*Problem to solve:* Can you render the lines starting at the one containing "400L890 422L940 416L923" and ending at the one containing "positive clicks: (914, 420)" as a numbered list, leaving out any blank lines?

*Data provided:*
*****
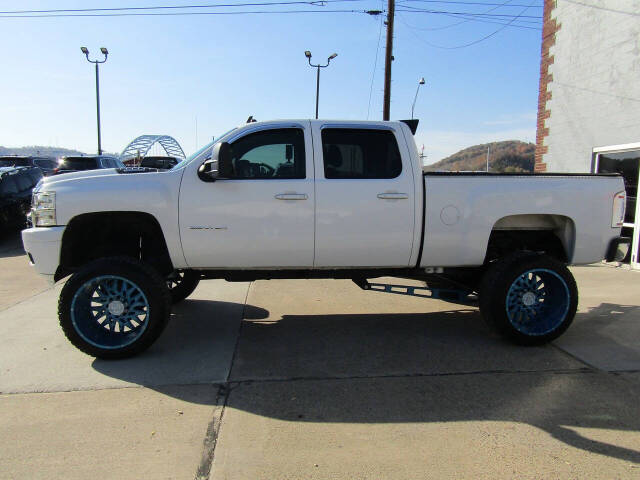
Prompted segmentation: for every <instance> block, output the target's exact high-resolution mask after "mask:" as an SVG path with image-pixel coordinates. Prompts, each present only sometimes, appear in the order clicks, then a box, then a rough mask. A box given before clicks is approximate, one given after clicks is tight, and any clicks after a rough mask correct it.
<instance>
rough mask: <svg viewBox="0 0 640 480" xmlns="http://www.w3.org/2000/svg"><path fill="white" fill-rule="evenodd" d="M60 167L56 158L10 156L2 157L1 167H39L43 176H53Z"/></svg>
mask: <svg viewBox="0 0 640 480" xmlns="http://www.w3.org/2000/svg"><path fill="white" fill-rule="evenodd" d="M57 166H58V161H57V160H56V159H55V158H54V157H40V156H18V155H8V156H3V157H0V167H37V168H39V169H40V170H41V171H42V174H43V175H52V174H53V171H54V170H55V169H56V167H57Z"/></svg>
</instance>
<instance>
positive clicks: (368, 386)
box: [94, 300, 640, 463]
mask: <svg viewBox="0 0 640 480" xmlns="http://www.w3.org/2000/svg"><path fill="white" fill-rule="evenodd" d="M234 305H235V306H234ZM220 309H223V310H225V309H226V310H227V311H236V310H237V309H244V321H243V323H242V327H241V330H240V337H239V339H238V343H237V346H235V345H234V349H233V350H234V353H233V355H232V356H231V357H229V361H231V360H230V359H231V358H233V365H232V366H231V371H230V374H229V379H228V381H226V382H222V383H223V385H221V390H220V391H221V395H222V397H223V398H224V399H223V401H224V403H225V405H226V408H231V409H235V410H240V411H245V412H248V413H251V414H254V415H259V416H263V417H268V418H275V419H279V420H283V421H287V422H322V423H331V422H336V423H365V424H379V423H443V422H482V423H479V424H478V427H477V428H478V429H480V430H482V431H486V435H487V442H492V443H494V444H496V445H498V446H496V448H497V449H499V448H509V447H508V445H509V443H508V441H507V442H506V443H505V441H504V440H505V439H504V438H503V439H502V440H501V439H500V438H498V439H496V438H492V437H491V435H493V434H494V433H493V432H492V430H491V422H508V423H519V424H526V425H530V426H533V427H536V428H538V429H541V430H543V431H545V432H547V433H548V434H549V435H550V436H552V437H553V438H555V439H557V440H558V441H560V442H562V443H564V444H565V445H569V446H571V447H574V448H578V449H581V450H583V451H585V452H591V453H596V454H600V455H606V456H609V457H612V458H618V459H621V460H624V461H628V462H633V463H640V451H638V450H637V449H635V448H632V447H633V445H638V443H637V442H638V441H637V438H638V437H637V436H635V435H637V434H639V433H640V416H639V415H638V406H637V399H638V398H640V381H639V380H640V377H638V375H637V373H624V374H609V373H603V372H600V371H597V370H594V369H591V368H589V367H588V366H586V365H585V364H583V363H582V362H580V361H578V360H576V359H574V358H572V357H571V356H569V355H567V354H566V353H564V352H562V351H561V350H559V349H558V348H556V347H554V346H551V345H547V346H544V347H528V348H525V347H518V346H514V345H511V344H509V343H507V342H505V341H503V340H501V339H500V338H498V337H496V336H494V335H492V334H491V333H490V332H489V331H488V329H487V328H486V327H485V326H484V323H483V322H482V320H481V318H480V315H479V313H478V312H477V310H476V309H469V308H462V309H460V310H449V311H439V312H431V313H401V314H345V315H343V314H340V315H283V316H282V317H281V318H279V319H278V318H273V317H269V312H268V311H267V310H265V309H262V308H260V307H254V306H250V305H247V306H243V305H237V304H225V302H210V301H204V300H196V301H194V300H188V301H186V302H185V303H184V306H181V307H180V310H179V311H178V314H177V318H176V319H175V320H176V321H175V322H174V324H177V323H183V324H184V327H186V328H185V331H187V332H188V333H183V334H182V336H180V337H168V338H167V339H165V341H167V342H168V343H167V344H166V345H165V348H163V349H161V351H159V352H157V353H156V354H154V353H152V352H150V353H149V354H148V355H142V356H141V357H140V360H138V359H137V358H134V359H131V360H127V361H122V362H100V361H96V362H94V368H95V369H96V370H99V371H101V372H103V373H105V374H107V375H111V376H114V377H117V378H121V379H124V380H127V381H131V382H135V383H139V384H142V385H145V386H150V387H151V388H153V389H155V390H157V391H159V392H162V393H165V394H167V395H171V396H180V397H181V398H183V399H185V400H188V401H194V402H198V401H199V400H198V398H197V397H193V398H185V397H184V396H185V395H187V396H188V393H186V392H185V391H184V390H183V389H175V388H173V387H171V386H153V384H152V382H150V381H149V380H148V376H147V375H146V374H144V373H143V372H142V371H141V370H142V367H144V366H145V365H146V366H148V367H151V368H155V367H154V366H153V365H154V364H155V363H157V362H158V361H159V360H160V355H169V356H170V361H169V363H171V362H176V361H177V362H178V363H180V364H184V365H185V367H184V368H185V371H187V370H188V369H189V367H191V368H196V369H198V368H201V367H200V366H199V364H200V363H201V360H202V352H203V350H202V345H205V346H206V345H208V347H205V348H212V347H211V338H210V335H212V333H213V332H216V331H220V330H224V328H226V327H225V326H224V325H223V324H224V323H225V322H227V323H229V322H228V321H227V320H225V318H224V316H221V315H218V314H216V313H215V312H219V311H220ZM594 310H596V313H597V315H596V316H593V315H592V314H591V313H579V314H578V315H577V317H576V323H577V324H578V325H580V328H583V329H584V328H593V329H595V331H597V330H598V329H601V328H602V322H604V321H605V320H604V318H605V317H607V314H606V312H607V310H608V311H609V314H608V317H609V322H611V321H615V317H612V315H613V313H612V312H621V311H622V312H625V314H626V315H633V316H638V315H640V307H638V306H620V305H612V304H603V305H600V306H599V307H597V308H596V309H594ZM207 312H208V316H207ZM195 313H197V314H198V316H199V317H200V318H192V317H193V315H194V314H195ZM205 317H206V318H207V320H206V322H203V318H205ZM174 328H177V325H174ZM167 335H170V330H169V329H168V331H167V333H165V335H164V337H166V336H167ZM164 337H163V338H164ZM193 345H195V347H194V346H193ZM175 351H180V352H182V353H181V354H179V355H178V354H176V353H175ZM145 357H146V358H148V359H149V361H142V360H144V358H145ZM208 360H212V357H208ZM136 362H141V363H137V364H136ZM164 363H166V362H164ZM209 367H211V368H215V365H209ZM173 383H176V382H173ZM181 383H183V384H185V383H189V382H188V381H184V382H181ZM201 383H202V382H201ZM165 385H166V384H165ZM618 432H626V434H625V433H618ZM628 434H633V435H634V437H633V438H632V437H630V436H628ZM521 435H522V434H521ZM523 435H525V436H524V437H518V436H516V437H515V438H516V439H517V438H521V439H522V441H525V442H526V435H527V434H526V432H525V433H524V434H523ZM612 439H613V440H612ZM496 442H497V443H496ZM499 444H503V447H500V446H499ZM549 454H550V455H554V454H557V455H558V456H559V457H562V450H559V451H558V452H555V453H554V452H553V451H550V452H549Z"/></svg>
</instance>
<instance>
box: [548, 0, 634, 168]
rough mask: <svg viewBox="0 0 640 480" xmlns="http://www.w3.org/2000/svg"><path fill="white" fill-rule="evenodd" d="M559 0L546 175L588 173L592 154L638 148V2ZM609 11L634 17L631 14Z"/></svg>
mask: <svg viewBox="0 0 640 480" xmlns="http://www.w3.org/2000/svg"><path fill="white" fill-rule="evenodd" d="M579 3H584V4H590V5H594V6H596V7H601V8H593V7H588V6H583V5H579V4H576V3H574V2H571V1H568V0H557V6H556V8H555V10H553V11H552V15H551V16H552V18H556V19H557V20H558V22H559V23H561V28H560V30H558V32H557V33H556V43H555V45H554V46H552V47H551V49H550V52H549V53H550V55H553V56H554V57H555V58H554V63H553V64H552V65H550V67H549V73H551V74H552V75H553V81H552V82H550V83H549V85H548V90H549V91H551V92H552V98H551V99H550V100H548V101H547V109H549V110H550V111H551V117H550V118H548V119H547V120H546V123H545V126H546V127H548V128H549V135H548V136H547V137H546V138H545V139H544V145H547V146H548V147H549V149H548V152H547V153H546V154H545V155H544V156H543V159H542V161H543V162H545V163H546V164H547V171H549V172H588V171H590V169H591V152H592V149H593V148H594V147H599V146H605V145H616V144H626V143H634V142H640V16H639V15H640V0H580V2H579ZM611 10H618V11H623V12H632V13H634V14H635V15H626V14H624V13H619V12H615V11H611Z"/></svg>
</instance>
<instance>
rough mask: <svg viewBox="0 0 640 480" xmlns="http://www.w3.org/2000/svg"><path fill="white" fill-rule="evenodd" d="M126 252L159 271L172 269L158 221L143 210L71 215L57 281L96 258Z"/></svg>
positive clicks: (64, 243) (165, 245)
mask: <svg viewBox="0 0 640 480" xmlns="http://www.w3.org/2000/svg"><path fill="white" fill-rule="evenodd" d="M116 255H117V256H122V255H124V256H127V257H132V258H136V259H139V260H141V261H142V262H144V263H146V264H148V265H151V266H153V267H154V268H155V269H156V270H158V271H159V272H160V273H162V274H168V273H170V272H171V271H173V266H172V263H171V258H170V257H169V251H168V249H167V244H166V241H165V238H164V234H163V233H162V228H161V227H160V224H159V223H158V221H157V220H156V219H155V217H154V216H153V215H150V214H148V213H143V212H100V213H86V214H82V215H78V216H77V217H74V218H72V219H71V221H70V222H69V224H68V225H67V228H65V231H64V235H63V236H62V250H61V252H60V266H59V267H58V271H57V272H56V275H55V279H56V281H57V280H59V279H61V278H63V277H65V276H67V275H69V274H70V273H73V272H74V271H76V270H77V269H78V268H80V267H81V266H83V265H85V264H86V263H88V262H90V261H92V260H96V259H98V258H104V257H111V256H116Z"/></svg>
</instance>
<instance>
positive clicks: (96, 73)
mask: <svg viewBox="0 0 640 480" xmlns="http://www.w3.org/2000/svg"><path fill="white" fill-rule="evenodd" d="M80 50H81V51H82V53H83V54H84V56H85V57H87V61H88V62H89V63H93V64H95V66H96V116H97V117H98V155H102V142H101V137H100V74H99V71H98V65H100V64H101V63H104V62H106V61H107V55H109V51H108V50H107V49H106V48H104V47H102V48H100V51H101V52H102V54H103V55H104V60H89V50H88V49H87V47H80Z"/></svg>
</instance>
*****
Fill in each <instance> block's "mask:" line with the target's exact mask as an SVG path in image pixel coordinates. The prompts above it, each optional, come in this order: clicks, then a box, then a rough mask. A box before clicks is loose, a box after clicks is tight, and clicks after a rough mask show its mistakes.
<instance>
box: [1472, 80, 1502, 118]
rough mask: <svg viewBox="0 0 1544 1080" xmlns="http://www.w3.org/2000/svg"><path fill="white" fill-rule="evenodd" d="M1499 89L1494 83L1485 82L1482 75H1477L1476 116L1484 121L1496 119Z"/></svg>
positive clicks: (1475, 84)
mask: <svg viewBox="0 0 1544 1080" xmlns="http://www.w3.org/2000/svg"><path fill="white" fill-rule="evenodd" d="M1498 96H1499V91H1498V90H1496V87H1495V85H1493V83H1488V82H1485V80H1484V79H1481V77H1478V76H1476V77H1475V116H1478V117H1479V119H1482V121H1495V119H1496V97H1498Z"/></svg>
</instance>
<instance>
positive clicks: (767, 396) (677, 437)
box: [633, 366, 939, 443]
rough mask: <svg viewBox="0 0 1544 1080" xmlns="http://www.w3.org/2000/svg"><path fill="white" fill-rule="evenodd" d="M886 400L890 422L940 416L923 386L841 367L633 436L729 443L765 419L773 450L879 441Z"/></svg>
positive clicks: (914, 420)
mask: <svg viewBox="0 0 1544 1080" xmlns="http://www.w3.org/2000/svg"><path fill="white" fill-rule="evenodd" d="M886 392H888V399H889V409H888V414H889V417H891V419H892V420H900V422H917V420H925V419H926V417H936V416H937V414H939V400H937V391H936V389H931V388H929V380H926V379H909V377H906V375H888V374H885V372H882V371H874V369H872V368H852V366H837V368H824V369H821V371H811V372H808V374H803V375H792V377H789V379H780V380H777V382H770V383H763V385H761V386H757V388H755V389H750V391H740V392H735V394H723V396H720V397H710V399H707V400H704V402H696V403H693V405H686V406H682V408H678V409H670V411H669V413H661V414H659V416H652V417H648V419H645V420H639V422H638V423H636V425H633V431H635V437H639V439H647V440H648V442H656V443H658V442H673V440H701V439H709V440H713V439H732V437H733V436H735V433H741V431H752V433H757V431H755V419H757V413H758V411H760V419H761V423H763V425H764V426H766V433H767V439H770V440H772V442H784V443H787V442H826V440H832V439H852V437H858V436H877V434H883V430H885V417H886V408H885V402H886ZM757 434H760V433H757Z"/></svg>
*****
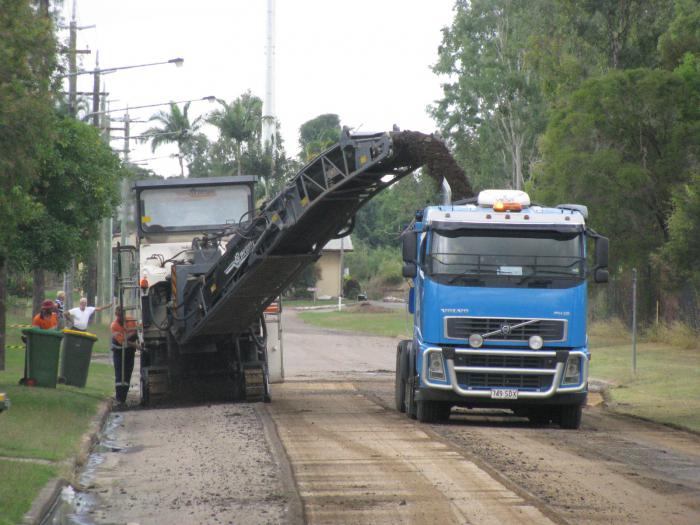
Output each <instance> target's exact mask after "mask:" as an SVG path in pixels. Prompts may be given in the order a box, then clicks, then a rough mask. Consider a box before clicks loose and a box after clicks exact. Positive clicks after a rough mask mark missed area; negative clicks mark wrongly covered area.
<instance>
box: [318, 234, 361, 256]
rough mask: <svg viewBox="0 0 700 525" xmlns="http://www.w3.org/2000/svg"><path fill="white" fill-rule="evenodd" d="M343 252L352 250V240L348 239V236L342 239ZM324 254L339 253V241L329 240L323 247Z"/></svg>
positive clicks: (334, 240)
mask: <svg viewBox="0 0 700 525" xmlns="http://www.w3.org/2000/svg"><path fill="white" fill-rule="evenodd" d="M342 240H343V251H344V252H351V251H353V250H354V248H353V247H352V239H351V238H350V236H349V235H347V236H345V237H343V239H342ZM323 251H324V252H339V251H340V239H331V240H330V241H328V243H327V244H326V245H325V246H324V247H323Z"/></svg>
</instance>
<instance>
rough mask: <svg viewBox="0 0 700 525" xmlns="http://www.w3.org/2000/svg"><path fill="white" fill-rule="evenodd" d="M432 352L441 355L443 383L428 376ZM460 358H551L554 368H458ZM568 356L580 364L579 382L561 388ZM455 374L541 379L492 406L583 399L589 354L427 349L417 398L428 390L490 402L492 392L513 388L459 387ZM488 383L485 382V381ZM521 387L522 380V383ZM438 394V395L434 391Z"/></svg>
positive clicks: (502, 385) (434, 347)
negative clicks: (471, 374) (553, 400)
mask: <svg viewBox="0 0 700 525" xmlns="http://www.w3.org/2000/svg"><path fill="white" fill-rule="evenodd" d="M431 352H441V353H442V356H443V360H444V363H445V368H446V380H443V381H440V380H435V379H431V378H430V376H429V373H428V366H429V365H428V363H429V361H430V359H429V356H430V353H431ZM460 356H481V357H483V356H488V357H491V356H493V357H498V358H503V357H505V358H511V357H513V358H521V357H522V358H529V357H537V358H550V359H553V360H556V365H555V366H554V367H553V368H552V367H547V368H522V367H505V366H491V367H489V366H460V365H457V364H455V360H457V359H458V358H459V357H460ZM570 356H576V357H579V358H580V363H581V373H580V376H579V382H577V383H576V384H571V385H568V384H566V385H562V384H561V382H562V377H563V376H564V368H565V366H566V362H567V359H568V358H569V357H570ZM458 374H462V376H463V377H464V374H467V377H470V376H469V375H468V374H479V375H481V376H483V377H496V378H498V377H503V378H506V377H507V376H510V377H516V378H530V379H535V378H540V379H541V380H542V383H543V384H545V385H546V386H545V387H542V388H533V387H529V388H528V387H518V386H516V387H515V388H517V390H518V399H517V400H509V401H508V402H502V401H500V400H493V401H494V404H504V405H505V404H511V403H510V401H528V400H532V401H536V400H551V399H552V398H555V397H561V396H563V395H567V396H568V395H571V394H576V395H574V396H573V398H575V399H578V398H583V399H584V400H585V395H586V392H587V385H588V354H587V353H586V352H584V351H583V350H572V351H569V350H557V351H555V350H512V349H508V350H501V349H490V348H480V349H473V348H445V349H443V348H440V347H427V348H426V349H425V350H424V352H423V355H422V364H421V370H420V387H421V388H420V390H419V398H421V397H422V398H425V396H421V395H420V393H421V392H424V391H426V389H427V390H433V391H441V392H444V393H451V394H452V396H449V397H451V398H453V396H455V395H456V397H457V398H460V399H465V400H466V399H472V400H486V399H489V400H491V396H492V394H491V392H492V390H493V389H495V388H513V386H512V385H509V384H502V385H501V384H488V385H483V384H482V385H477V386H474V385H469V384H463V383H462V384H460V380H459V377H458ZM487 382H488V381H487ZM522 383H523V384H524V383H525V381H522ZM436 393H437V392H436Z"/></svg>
*****
*Answer below:*
1. rough mask: <svg viewBox="0 0 1544 1080" xmlns="http://www.w3.org/2000/svg"><path fill="white" fill-rule="evenodd" d="M886 400L890 422L940 416L923 386L841 367L633 436L729 443L765 419L773 450L879 441Z"/></svg>
2. positive clicks: (914, 420)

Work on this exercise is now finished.